> **WHAT TO PRODUCE**
Since pictures are not wanted, repeat only the text of the records, word for word.

> **DATA FOR REVIEW**
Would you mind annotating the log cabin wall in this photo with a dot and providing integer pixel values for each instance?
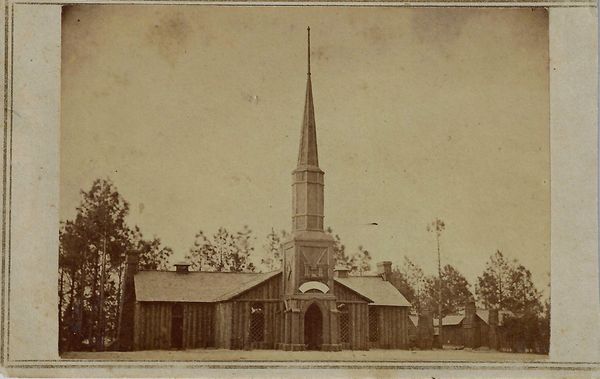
(267, 297)
(358, 314)
(393, 327)
(152, 326)
(198, 325)
(223, 314)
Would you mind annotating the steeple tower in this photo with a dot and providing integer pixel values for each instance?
(308, 259)
(308, 177)
(308, 155)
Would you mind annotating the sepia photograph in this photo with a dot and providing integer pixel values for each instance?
(304, 183)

> **ANSWER AREA**
Would you mind annotating the log cabin wall in this photo with a dot and providing integer pixel values for each instance?
(267, 297)
(358, 314)
(393, 327)
(152, 326)
(198, 325)
(223, 314)
Would you mind annotating the steeple tower in this photo with a dot and providing integer pixel values for each instance?
(308, 259)
(308, 177)
(308, 155)
Would you mind annotating the sepia photograph in this photo with a dot and providing integer pixel values for each instance?
(304, 183)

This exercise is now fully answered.